So, it was inevitable that FPGA producers would hear about the demand for more power in the field, and believe that it’s the ideal market into which they should pluge. To the casual observer, Bioinformatics needs more efficiency and power, and FPGA producers are looking for a martet where efficiency and power are needed! Is this a match made in heaven or what?

Actually, I contend that FPGAs are the wrong solution for several reasons.

While Second Generation Sequencing produces tons more data, the algorithms being employed haven’t yet settled down. Every 4 months we pick a different aligner. Every 3 months we add a new data base. Every month we produce a more efficient version of our algorithms for interpreting the data. Due to the overhead in producing an algorithm translation into hardware necessary to use the FPGA (which seems large to me, but may not be to people more fluent in HDL) would mean that you’d spend a disproportionate amount of time trying to get the chips set up to process your data – which you’re only going to use for a short period of time before moving on. And the gain of efficiency would probably be wiped out by the amount of effort introduced.

Furthermore, even when we do know the algorithms being used are going to stay around, a lot of our processing isn’t necessarily CPU bound – but rather is I/O or memory bound. When you’re trawling through 16Gb or memory, it’s not necessarily obvious that adding more speed to the CPU will help. Pre-fetching and pre-caching are probably doing more to help you out than anything else bound to your CPU.

In the age of multi-CPUs, using multi-threaded programs already reduces many of the pains that plague bioinformaticians. Most of my java code is thrilled to pull 2, 3, or more processors in to work faster – without a lotof explicit multi-treadding. (My record so far is 1496% cpu usage – nearly 15 processors.) I would expect that buying 16-way processors is probably more cost-efficient than buying 16 FPGAs in terms of processing data for many of the current algorithms in use.

Buying more conventional resources will probably alleviate the sudden bottle-neck in compute power, rather than innovating around new solutions to solve the need. It’s likely that many groups getting into the second generation genomics technologies failed to understand the processing demands of the data, and thus didn’t plan adequately for the resources. This means that much of the demand for data processing is just temporary, and may even be aleviated with more efficient algorithms in the future.

So where does the FPGA fit in?

I’d contend that there are very few products out there that would benefit from FPGAs in Bioinformatics… but there are a few. Clearly, all bioinformaticians know that aligning short reads is one of those areas. Considering that a full Maq run for a flow cell from an Illumina GAII takes 14+ hours on a small cluster, that would be one area in which they’d clearly benefit.

Of course, no bioinformatician wants to have to reprogram an FPGA on the fly to utilize their work. Were I to pick a model, it would probably be to team up with an aligner group, to produce a stand alone, multi-FPGA/CPU hybrid box with 32Gb of RAM, and a 3-4 year upgrade path. Every 4 months you produce a new aligner algorithm and HDL template, and users pick up the aligner and HDL upgrade, and “flash” their computer to use the new software/hardware. This would follow the Google Appliance model: an automated box that does one task, and does it well, with the exception that hardware “upgrades” come along with the software patches. That would certainly turn a few heads.

At any rate, only time will tell. If the algorithms settle down, FPGAs may become more useful. If the FPGAs become easier to program for bioinformaticians, they may find a willing audience. If the FPGAs begin to understand the constraints of the bioinformatics groups, they may find niche applications that will truly benefit from this technology. I look forward to seeing where this goes.

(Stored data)
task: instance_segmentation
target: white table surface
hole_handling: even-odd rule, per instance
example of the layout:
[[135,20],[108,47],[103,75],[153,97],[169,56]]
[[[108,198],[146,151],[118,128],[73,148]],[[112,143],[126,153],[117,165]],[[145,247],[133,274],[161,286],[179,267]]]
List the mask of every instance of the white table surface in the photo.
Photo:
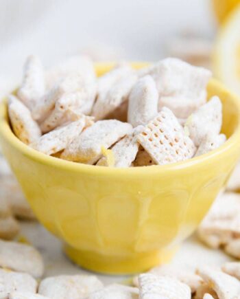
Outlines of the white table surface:
[[[45,265],[45,277],[60,274],[84,274],[92,272],[72,263],[62,250],[61,241],[49,233],[38,222],[21,222],[21,235],[35,246],[42,254]],[[220,250],[208,248],[193,236],[180,247],[171,263],[182,269],[193,268],[204,265],[220,266],[232,258]],[[97,274],[105,284],[121,283],[130,276]]]

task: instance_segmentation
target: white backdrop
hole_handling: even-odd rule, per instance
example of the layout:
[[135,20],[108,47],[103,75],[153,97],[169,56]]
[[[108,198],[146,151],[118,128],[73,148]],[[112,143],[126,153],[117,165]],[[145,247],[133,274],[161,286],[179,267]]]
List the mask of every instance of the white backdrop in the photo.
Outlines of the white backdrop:
[[169,36],[211,36],[214,27],[211,0],[1,0],[0,89],[19,79],[29,54],[46,65],[83,49],[157,60]]

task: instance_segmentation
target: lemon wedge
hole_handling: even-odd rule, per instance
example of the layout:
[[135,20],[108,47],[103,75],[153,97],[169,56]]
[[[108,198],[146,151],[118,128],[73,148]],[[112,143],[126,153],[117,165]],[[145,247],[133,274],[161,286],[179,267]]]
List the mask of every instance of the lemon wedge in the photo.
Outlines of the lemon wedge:
[[240,3],[240,0],[213,0],[214,12],[220,23]]
[[215,76],[240,95],[240,5],[219,28],[213,67]]

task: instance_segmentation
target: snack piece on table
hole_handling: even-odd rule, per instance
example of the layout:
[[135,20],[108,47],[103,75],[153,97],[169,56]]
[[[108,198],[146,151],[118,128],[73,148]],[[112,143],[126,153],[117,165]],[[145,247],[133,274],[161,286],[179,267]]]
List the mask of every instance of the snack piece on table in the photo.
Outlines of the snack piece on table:
[[149,68],[159,93],[158,109],[169,108],[179,118],[187,118],[206,101],[206,87],[212,74],[180,59],[166,58]]
[[149,166],[156,165],[156,163],[151,157],[149,154],[141,145],[139,148],[139,152],[136,154],[136,159],[133,162],[134,166]]
[[0,269],[0,298],[1,299],[8,299],[9,295],[15,291],[36,293],[37,287],[37,282],[27,273],[13,272]]
[[[180,269],[171,265],[163,265],[154,267],[147,273],[156,275],[157,276],[169,277],[177,279],[187,285],[191,293],[195,293],[197,288],[203,284],[203,280],[199,275],[189,269]],[[134,285],[138,285],[138,277],[135,276],[133,280]]]
[[94,276],[62,275],[43,279],[38,293],[51,299],[85,299],[103,287],[101,282]]
[[199,238],[212,248],[221,247],[239,257],[240,195],[224,193],[219,196],[198,228]]
[[198,146],[208,135],[218,135],[222,124],[222,104],[217,96],[213,97],[205,104],[191,115],[185,124],[185,130]]
[[240,162],[239,162],[228,182],[226,189],[228,191],[240,190]]
[[29,56],[24,66],[23,80],[17,96],[32,111],[45,92],[43,67],[38,56]]
[[33,294],[28,291],[14,291],[10,294],[8,299],[51,299],[49,297]]
[[127,101],[130,92],[137,80],[132,70],[115,82],[106,92],[99,96],[93,107],[92,115],[96,120],[102,120]]
[[[143,129],[143,126],[139,126],[132,129],[130,133],[126,135],[123,139],[116,143],[111,148],[113,155],[114,167],[130,167],[132,162],[135,159],[139,144],[136,141],[136,135]],[[103,157],[97,163],[101,166],[108,166],[107,157]]]
[[137,137],[141,145],[157,164],[167,164],[191,158],[196,151],[173,113],[163,107]]
[[145,274],[139,277],[139,299],[191,299],[190,287],[173,278]]
[[44,265],[41,255],[33,247],[13,241],[0,240],[0,267],[34,277],[41,277]]
[[140,78],[129,96],[128,121],[133,126],[145,124],[158,114],[158,93],[151,76]]
[[224,134],[207,135],[200,143],[195,157],[206,154],[211,151],[218,148],[226,142],[226,137]]
[[40,128],[30,111],[12,95],[8,98],[8,114],[14,134],[23,142],[29,144],[40,137]]
[[91,294],[88,299],[138,299],[139,294],[136,287],[113,284]]
[[208,267],[197,269],[197,273],[214,289],[219,299],[239,298],[240,281],[235,277]]
[[91,118],[82,115],[79,120],[43,135],[36,142],[32,144],[31,146],[46,155],[58,153],[67,148],[73,140],[78,140],[82,130],[92,123]]
[[65,148],[61,158],[93,164],[101,156],[101,148],[108,148],[131,132],[131,124],[116,120],[99,120],[86,129]]

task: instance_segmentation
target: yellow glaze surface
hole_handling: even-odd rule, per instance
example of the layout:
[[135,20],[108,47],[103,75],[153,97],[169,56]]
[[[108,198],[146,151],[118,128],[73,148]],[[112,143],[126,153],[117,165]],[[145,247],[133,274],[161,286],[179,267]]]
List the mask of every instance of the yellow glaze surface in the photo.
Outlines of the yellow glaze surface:
[[240,156],[239,100],[213,80],[208,93],[223,102],[223,146],[183,162],[130,168],[38,153],[14,135],[1,104],[2,151],[38,219],[64,241],[74,261],[104,273],[144,271],[167,261],[195,229]]

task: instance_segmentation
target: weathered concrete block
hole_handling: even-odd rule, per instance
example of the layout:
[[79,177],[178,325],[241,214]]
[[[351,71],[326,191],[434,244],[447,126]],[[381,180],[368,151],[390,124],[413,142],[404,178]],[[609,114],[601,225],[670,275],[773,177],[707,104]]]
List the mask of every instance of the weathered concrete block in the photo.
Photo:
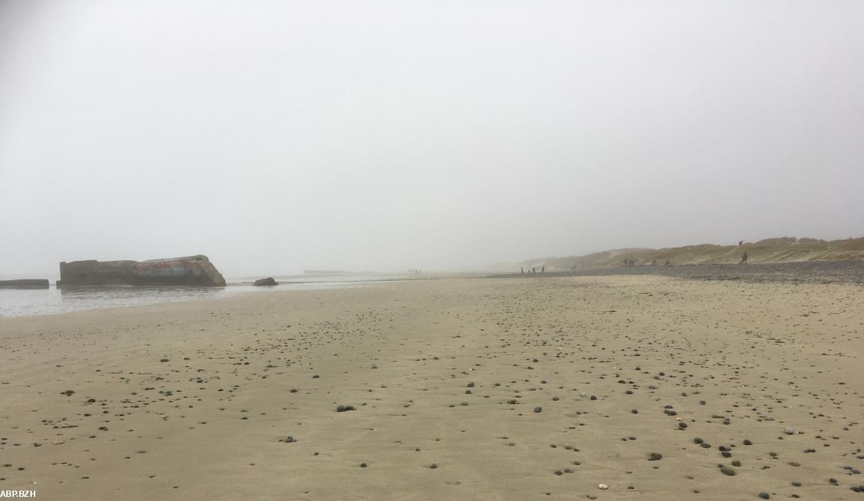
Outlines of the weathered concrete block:
[[73,261],[60,264],[59,285],[225,286],[225,278],[207,256],[149,261]]
[[22,279],[19,280],[0,280],[0,287],[13,289],[47,289],[48,279]]

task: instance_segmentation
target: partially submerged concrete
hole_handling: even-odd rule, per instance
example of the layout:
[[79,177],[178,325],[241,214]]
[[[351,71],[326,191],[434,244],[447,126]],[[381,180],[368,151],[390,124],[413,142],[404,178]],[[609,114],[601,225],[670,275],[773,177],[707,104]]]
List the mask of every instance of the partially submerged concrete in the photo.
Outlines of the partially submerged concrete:
[[225,286],[225,278],[207,256],[198,254],[149,261],[73,261],[60,264],[58,285]]
[[0,287],[12,289],[47,289],[48,279],[23,279],[19,280],[0,280]]

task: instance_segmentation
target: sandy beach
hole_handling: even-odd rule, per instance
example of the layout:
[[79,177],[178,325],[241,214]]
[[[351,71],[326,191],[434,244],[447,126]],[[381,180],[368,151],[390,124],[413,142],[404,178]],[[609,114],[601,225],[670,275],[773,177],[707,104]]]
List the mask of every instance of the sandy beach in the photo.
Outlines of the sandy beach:
[[862,331],[860,285],[650,275],[0,319],[0,490],[864,498]]

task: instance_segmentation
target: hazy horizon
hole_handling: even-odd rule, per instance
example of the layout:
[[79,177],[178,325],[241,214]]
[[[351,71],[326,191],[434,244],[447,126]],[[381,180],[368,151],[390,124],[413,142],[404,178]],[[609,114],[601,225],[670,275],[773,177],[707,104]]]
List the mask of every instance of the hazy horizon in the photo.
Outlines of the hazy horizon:
[[861,2],[3,2],[0,275],[861,236],[862,21]]

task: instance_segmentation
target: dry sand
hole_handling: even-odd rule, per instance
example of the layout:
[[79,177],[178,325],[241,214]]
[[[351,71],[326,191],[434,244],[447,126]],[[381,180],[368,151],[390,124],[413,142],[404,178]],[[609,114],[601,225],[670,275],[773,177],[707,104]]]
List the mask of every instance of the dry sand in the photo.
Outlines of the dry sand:
[[862,332],[860,286],[655,276],[0,319],[0,490],[864,499]]

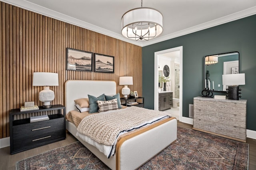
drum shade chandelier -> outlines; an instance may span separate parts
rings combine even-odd
[[[122,34],[124,37],[138,41],[157,37],[163,32],[163,16],[151,8],[141,7],[126,12],[122,17]]]

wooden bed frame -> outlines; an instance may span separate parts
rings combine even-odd
[[[66,113],[75,109],[74,100],[116,93],[114,81],[68,80],[65,83]],[[166,119],[122,138],[117,143],[116,153],[109,159],[94,146],[76,135],[76,127],[66,120],[66,128],[98,158],[112,170],[136,169],[157,154],[177,139],[177,121]]]

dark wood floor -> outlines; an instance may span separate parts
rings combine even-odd
[[[178,126],[192,128],[191,125],[178,121]],[[42,153],[54,148],[66,146],[77,140],[70,133],[67,133],[67,138],[64,140],[30,149],[13,155],[10,154],[10,147],[0,149],[0,170],[15,169],[15,162],[26,158]],[[256,170],[256,140],[247,138],[246,143],[249,144],[250,170]]]

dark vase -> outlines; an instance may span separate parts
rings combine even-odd
[[[166,83],[164,83],[164,91],[166,91]]]

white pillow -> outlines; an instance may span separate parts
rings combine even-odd
[[[75,106],[77,110],[81,113],[84,112],[88,112],[90,110],[89,107],[81,107],[79,105],[76,105]]]

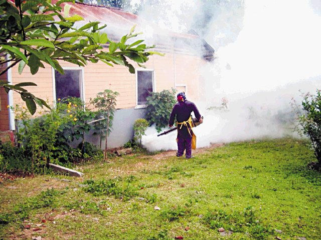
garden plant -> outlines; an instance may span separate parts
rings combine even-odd
[[[0,239],[319,238],[321,174],[297,138],[75,164],[83,178],[0,178]],[[4,179],[5,178],[5,179]]]
[[[135,140],[139,143],[139,146],[142,147],[141,146],[141,138],[145,134],[145,131],[149,126],[148,122],[144,118],[138,118],[135,120],[134,123],[134,132]]]
[[[307,136],[313,149],[316,162],[310,166],[321,170],[321,92],[317,90],[315,94],[302,94],[301,105],[292,100],[292,104],[297,116],[297,132]]]
[[[147,97],[146,120],[150,124],[155,124],[158,132],[168,125],[169,119],[173,106],[176,103],[176,90],[163,90],[153,92]]]

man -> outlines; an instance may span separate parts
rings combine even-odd
[[[200,114],[196,106],[192,102],[186,100],[185,92],[180,92],[177,94],[177,102],[172,110],[169,126],[173,127],[174,124],[174,119],[176,118],[177,121],[177,148],[176,154],[177,156],[183,156],[184,150],[186,150],[185,156],[187,158],[192,158],[192,120],[191,114],[194,112],[197,119],[200,122],[203,122],[203,118]]]

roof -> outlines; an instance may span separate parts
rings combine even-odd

Explore the material:
1 – Answer these questions from the piece on FPGAs in bioinformatics:
(a) How often does the writer say a different aligner is picked?
(b) What is the writer's record for CPU usage?
(c) How long does a full Maq run for a flow cell from an Illumina GAII take on a small cluster?
2 – Recast the paragraph of the FPGA piece beginning "Buying more conventional resources" as a short bulleted list that keeps its main points.
3 – Extend the piece on FPGAs in bioinformatics with a further passage that picks up after its final sentence.

Written responses:
1 –
(a) Every 4 months.
(b) 1496% CPU usage, nearly 15 processors.
(c) 14+ hours.

2 –
- Buying more conventional resources will probably ease the sudden bottleneck in compute power better than new solutions would.
- Many groups entering second-generation genomics likely failed to understand the data's processing demands and did not plan adequately for resources.
- Much of the demand for data processing is therefore temporary and may be eased by more efficient algorithms in the future.

3 –
Ok… now that I’ve gone WAY out on a limb, I think it’s time to tackle a few of those tasks on my list.

>Indel Calling

>William left an interesting comment yesterday, which I figured was worthy of it’s own post, albeit a short one. (Are any of my posts really short, tho?) His point was that everyone in the genomics field is currently paying a lot of attention to SNPs, and very little attention to INDELs (Insertions and Deletions). And, I have to admit – this is true. I’m not aware of anyone really trying to do indels with Solexa reads, yet. But there are very good reasons for this.

The first is a lack of tools – most aligners aren’t doing gapped alignments. Well, there’s Exonerate and ZOOM, and possibly blast, but all of those have their problems. (Exonerate gapped mode is very slow, poor support, and we had a very difficult time making some versions work at all, while Blast is completely infeasible for short reads in a reasonable time scale and not guaranteed to give the right answer, while Zoom just hasn’t been released yet. If there are others, feel free to let me know.) Nothing currently available will really do a good gapped short read alignment. And, if you’ve noticed they key words: “short read”, you’re on to the real reason why no one is currently working with indels.

Yep – the reads are just too short. If you have a 36bp read, or even, say a 42bp read, you’re looking at (best case) having your indel right in the middle of the sequence, giving you two 21-base sequences, one on each side of the gap. Think about that for a moment and let that settle in. How much of the genome is unique for 21bp reads, which may have 2 or more SNPs or sequencing errors? I’d venture to say it’s 60% or so. With the 36 base pair read, you’re looking at two 18-bp reads, which is more like 40-50% of the genome. (Please don’t quote me on those numbers – they’re just estimates.) And that’s best case.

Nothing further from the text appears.